■ **WHAT IS EXPECTED**:
Only the run of lines from the one containing "Question. Identify every instance of the tarmac" through the last line should be returned, exactly as written.

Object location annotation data
>>
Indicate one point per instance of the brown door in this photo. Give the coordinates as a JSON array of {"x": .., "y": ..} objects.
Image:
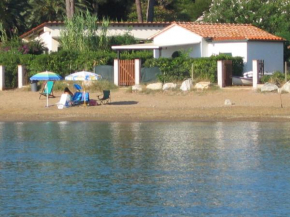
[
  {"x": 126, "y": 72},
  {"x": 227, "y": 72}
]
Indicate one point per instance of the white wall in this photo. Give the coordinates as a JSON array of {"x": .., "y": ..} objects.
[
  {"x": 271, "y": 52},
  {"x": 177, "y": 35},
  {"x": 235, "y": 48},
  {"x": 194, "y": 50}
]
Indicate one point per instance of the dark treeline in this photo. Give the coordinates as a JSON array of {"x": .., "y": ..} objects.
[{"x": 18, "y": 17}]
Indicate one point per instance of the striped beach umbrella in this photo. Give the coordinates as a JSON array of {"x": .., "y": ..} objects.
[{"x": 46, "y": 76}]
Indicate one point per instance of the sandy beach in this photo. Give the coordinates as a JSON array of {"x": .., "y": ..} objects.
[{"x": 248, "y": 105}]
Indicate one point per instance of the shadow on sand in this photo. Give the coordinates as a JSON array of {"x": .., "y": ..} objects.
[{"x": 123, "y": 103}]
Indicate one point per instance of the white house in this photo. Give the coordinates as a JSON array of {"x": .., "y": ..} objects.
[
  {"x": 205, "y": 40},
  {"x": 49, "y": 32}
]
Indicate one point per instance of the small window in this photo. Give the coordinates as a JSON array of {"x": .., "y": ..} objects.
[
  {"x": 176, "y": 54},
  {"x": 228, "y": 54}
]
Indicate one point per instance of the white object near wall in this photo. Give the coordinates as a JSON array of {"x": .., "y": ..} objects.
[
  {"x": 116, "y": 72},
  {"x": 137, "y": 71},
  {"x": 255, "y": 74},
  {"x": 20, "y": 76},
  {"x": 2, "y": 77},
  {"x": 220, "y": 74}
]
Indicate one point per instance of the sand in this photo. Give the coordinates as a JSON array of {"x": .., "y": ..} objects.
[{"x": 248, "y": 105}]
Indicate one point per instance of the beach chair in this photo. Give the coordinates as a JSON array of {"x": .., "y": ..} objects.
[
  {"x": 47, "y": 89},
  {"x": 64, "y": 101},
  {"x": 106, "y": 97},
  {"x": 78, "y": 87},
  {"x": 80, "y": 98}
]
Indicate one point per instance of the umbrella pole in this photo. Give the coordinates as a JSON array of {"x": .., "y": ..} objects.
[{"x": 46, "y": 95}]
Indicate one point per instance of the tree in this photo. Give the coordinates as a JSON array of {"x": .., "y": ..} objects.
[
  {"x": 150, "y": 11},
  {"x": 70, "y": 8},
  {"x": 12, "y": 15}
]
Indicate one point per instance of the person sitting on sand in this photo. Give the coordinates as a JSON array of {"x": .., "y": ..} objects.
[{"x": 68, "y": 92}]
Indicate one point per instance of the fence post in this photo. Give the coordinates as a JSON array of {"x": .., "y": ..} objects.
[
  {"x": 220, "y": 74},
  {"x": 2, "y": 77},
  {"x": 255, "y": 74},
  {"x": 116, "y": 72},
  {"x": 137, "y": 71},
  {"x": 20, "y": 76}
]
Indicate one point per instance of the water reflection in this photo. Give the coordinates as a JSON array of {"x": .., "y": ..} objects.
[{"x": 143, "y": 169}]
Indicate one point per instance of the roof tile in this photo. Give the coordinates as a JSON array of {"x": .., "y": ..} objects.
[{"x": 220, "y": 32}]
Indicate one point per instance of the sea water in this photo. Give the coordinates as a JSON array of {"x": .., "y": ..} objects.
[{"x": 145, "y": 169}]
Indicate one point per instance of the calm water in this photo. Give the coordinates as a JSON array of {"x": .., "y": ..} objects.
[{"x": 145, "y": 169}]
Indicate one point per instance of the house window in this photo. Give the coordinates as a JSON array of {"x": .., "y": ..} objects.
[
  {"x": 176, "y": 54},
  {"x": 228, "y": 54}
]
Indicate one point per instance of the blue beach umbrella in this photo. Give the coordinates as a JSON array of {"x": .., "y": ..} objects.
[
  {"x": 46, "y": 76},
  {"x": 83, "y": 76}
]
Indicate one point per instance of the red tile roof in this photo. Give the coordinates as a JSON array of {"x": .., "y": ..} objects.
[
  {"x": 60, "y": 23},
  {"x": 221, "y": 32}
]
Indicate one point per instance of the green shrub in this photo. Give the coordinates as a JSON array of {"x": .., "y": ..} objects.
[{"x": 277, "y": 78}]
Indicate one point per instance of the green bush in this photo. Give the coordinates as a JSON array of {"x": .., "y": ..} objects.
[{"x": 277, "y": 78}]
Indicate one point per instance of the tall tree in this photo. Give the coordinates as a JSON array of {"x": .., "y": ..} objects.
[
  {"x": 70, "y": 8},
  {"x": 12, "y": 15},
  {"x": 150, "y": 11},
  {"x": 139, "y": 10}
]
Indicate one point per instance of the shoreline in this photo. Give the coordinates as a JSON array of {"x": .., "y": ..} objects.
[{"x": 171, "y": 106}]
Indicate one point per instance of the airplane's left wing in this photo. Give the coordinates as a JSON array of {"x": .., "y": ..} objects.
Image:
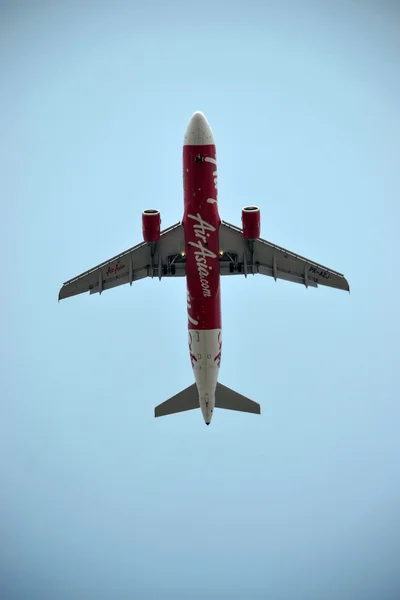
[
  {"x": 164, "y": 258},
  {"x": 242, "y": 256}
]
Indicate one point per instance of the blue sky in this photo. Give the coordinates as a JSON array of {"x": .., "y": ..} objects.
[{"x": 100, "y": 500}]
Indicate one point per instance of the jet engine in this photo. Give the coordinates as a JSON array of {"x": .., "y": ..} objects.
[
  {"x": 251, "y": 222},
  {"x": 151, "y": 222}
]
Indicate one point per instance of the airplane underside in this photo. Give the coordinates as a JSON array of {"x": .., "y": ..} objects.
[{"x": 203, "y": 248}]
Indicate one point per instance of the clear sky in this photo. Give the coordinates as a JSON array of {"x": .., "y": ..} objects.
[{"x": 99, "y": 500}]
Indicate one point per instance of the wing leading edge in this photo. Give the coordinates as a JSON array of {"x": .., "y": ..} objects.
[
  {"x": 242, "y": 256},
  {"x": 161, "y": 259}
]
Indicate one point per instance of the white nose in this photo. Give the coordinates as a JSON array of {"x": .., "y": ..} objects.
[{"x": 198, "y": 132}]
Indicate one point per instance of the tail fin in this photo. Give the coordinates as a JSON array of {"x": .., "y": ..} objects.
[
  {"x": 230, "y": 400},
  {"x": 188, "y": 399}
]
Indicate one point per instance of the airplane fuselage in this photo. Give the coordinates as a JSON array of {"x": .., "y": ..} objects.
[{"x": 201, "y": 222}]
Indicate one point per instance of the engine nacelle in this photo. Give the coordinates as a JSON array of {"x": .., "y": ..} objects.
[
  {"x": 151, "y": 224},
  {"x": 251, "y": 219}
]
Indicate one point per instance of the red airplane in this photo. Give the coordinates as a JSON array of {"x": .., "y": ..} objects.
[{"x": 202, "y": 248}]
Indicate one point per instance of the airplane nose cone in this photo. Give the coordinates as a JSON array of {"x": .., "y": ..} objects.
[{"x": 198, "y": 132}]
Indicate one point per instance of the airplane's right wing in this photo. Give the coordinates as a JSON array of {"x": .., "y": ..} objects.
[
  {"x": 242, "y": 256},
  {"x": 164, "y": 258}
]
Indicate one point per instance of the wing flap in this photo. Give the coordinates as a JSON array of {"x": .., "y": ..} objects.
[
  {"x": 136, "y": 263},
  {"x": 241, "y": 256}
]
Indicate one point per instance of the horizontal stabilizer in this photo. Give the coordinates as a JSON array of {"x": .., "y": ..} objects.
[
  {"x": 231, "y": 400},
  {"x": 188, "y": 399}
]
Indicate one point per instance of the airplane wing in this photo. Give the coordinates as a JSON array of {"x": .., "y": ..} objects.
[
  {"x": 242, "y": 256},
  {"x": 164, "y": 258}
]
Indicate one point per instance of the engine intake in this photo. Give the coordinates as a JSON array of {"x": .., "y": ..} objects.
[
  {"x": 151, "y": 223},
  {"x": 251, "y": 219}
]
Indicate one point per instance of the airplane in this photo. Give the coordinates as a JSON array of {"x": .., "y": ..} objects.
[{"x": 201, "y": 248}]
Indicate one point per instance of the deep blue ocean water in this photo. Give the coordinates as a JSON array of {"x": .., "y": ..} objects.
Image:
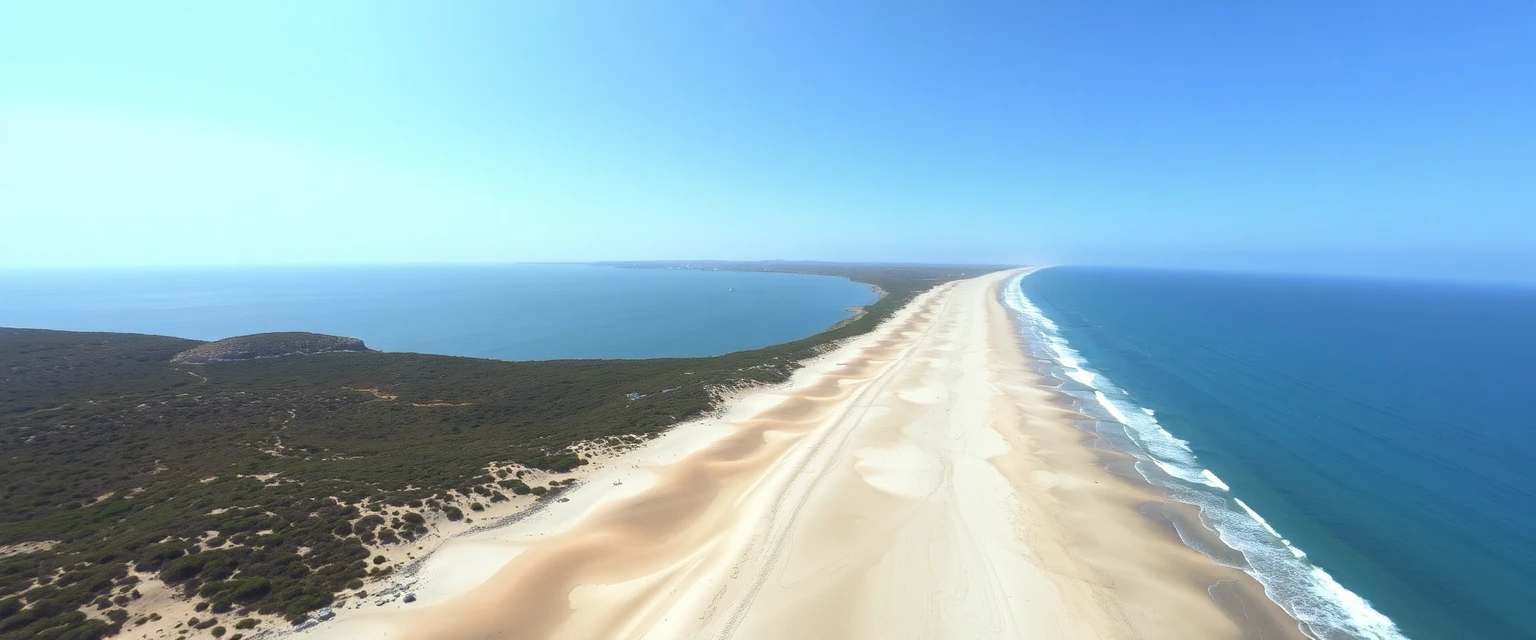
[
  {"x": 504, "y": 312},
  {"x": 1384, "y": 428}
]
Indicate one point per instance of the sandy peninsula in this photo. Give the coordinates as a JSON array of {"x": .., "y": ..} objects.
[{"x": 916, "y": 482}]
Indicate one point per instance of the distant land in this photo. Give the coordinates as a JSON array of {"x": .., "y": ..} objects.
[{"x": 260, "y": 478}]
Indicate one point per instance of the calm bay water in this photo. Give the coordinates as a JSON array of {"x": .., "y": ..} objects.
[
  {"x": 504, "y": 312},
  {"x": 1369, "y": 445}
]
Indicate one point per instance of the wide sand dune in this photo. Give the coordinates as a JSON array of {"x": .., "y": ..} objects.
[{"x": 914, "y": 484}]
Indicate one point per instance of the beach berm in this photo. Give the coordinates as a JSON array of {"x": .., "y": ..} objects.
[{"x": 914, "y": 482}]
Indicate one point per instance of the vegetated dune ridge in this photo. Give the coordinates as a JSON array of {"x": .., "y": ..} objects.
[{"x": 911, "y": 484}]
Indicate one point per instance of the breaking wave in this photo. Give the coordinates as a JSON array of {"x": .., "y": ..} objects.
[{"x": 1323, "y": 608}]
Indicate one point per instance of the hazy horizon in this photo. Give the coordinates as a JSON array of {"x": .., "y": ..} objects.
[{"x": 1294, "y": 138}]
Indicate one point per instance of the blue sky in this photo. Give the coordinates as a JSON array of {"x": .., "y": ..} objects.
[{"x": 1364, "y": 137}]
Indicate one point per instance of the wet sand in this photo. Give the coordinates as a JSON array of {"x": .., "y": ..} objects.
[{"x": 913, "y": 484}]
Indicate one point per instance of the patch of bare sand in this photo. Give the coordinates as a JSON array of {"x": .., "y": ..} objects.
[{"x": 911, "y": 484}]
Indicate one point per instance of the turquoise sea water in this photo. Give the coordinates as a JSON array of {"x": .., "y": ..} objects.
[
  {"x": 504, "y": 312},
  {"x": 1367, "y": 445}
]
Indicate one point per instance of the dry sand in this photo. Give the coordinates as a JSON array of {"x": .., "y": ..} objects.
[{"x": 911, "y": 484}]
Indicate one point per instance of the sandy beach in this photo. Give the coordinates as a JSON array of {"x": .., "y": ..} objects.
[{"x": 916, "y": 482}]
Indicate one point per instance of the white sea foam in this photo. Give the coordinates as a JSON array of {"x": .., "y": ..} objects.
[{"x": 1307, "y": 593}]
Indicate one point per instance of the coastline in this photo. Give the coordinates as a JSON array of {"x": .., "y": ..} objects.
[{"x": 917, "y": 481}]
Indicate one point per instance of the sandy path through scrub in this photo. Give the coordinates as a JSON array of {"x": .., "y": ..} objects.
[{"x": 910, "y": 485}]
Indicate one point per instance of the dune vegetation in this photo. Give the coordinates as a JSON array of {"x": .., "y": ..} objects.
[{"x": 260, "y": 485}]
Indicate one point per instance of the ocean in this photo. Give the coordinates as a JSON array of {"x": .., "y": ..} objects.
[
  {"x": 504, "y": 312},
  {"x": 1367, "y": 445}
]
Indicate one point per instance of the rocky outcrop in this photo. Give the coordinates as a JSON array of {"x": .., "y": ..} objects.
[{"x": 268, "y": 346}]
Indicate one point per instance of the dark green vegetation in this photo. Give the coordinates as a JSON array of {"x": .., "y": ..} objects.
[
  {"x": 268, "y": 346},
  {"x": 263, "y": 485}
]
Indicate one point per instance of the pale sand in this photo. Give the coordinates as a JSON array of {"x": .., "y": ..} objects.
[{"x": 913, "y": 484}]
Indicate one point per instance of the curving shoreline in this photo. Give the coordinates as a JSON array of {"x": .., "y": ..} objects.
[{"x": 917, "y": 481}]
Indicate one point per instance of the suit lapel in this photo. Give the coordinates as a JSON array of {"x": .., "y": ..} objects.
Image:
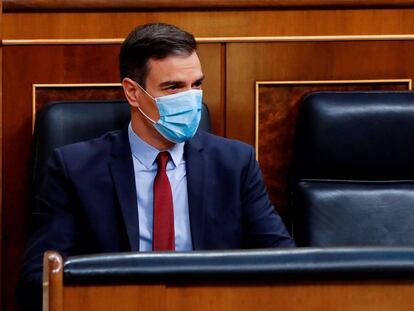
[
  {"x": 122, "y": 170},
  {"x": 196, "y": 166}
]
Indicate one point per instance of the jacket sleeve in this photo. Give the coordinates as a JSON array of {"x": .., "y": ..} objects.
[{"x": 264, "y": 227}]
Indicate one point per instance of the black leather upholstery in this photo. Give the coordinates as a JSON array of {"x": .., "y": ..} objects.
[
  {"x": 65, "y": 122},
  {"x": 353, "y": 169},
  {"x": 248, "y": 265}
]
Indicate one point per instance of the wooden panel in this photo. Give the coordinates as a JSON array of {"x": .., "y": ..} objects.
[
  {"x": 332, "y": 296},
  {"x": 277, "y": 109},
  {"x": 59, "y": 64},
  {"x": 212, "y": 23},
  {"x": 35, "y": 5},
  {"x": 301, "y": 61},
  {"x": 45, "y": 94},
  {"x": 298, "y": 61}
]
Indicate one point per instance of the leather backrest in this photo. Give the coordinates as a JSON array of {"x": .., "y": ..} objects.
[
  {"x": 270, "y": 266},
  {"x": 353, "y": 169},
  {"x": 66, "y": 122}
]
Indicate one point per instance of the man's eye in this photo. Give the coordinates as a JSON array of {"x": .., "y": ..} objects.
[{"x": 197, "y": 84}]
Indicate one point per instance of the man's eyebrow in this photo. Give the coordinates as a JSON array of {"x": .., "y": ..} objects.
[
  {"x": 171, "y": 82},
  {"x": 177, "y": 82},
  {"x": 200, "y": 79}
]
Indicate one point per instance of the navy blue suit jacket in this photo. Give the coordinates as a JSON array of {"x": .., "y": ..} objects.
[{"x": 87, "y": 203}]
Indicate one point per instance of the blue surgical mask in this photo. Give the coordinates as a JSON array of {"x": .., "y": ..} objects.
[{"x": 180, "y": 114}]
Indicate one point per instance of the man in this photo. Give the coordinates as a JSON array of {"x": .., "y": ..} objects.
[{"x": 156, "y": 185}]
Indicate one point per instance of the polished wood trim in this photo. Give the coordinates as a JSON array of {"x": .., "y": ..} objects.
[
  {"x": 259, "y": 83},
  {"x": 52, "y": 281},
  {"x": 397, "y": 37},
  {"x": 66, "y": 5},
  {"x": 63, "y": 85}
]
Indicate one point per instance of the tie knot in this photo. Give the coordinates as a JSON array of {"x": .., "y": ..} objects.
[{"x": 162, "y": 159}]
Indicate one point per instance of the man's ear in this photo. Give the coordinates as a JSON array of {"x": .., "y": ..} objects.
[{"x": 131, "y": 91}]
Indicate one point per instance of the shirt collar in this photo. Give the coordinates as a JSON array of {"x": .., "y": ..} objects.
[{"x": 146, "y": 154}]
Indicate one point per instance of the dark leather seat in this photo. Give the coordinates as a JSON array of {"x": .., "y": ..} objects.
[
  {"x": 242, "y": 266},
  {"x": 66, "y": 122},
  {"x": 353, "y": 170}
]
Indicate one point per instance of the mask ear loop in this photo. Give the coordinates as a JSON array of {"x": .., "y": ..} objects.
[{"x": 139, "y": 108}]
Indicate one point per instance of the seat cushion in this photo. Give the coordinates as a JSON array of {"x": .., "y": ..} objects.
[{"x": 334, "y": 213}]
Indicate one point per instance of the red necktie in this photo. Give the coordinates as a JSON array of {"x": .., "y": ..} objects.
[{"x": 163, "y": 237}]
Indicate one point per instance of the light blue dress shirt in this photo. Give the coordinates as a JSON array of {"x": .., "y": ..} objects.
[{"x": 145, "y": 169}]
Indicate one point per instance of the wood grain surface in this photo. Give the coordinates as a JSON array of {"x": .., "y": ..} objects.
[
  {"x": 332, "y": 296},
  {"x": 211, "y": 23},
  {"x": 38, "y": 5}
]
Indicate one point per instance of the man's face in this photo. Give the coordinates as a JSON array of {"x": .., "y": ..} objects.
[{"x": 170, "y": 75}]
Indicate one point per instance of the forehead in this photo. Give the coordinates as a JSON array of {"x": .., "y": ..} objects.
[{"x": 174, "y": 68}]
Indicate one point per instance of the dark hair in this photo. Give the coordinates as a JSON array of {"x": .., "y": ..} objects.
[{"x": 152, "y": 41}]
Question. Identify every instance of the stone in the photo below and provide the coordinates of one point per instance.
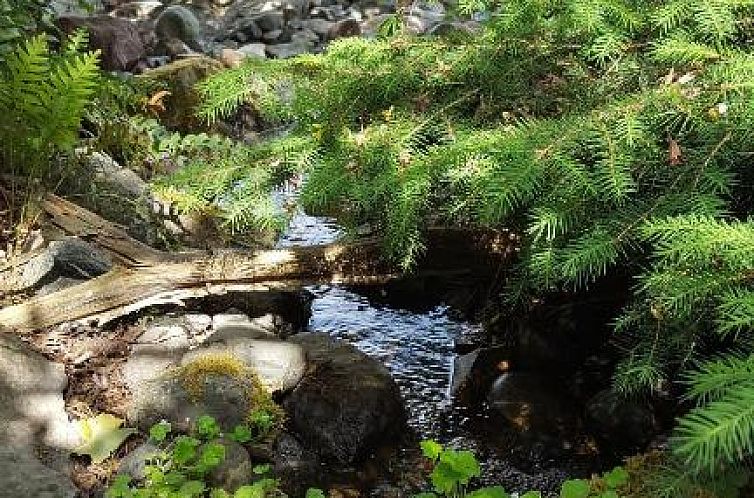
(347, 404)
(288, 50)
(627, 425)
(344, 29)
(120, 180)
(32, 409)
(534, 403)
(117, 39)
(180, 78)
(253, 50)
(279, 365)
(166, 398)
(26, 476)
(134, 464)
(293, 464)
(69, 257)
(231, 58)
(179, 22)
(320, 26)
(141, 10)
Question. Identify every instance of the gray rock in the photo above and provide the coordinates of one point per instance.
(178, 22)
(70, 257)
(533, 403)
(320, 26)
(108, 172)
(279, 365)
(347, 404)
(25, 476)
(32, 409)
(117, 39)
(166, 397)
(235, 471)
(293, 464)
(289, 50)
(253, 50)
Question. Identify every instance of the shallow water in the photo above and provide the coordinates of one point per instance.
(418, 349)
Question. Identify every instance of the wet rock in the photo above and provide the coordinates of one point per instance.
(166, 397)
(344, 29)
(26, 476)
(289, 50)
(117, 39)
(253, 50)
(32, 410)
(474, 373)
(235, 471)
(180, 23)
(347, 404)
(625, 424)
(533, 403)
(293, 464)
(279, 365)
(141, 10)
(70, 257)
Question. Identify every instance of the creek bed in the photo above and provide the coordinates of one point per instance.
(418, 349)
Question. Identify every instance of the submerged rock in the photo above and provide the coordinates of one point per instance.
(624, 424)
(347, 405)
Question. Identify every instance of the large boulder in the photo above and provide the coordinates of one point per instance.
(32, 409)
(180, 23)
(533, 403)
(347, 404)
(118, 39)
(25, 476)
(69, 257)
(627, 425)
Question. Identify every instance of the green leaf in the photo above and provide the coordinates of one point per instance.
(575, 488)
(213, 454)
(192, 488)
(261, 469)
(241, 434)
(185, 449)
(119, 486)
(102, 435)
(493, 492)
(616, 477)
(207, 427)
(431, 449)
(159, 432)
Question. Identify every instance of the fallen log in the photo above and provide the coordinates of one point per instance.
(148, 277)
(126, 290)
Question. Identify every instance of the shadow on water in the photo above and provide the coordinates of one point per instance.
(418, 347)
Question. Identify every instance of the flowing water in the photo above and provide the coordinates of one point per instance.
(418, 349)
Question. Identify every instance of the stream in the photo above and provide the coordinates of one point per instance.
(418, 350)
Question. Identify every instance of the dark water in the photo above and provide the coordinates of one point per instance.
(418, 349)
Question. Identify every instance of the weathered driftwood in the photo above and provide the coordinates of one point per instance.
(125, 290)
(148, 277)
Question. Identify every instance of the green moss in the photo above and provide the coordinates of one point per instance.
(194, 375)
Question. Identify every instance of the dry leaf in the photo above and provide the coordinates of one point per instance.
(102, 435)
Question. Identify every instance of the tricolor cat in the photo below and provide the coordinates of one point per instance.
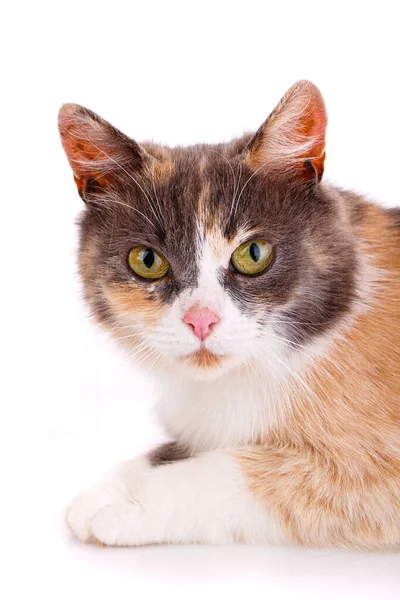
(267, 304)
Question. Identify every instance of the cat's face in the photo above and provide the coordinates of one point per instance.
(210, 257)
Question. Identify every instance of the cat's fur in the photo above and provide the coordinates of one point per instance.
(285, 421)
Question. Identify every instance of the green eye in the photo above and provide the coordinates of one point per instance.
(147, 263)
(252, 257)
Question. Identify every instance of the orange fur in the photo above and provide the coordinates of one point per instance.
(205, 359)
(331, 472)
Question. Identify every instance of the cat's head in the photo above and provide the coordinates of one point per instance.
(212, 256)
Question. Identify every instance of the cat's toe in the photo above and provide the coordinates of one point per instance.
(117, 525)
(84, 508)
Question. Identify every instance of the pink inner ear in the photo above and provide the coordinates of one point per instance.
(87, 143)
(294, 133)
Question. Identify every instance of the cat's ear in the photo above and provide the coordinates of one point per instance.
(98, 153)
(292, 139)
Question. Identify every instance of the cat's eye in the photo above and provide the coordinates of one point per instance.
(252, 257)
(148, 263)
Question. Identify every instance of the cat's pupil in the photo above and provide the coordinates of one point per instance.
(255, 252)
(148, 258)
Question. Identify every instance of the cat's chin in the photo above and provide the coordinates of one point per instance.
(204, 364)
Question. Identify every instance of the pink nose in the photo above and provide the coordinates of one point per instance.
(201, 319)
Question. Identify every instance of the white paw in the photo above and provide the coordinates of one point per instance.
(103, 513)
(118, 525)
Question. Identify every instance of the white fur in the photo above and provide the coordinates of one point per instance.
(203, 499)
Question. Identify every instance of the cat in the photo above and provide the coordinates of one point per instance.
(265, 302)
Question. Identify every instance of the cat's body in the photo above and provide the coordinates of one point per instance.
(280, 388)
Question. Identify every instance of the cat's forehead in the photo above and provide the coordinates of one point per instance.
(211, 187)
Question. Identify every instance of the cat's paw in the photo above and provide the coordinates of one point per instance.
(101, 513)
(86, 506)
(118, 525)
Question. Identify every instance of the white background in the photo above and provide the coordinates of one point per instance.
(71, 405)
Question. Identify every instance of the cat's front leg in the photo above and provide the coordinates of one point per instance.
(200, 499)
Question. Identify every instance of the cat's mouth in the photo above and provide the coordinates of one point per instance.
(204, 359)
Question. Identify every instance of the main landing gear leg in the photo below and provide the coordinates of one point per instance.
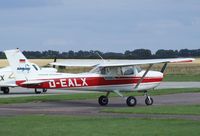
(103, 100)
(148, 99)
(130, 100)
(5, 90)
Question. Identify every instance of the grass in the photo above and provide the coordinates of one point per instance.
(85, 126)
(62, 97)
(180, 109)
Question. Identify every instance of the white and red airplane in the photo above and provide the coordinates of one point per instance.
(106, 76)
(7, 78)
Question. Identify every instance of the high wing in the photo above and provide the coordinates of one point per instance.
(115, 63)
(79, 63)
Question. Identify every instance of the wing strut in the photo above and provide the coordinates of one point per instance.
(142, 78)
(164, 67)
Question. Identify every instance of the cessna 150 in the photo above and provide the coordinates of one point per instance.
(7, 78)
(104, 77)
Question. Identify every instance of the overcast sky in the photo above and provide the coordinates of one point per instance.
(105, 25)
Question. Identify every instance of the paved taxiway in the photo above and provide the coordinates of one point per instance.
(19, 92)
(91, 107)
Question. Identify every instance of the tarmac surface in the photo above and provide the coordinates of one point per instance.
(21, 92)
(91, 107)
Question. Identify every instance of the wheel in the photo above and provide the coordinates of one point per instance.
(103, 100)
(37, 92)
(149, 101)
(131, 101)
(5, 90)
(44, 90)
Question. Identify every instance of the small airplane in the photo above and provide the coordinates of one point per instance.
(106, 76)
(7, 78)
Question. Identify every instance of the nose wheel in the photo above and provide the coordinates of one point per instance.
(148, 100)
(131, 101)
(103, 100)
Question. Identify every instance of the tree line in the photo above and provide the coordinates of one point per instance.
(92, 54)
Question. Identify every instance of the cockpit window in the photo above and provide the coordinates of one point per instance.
<<
■ **SOLUTION TO THE EXERCISE**:
Question. Identify every instance of the tarmac surface in the photo above and provide the coordinates of one point per instance.
(21, 92)
(91, 107)
Question. Identify every instance of the wheel in the photo above and provide the coordinates of one point per instance.
(103, 100)
(37, 92)
(149, 101)
(131, 101)
(5, 90)
(44, 90)
Question. Identify every instance of the small airplane in the photo above and provide the coordinates of one point per instance.
(106, 76)
(7, 78)
Question. Identify every instance of the nose wheel in the photo above and provide the coordinates of one point per instance.
(148, 100)
(131, 101)
(103, 100)
Question. Identify every instance of the tree line in the photo above and provide the coordinates of one point per instance.
(92, 54)
Question. Identify every instance of the cockpit window in the photo above and provide the coordinates of one point per instance.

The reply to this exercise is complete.